DIRECTIONS —
Rewrite the material starting at the line containing "Security camera analysis — pinpoint the ivy-covered" and ending at the line containing "top-left (379, 483), bottom-right (460, 676)", changing "pinpoint" to "locate" and leaving everything else as it is.

SUPPLIED RECORDS —
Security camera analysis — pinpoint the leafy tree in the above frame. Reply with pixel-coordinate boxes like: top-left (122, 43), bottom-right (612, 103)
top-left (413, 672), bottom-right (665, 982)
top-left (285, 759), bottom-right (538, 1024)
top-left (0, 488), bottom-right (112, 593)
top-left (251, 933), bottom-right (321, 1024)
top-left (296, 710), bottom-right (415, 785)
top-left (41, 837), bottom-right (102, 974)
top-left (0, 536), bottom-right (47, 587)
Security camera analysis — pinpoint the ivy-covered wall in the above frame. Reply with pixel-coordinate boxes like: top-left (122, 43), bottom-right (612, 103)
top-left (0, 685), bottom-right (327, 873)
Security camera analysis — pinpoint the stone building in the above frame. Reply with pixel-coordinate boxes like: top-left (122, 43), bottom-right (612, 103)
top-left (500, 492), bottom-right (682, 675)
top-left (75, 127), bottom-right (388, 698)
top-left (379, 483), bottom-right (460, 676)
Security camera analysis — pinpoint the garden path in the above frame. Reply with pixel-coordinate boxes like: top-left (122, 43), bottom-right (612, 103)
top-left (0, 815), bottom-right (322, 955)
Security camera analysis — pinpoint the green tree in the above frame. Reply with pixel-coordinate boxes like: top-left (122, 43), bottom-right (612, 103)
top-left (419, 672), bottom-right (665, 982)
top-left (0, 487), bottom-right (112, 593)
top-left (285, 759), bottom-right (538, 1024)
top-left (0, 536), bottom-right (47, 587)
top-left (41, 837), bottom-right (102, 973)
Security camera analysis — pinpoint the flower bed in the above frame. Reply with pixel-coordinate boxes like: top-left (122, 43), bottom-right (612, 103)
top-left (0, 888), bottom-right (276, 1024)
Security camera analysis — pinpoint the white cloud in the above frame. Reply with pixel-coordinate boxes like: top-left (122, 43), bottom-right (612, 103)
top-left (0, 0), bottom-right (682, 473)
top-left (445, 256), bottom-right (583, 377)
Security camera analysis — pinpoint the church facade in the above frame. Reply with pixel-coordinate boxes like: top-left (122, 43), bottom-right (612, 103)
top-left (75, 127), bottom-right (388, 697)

WRITTEN REPLY —
Security camera analysis — locate the ivy-covered wall in the above frame. Reply with pixel-coordinate boxes like: top-left (122, 43), bottom-right (612, 103)
top-left (0, 685), bottom-right (327, 873)
Security camera analysis — locate the stone building in the above frame. Reply with pixel-coordinate boxes like: top-left (122, 43), bottom-right (612, 103)
top-left (500, 492), bottom-right (682, 675)
top-left (75, 127), bottom-right (388, 698)
top-left (379, 483), bottom-right (460, 676)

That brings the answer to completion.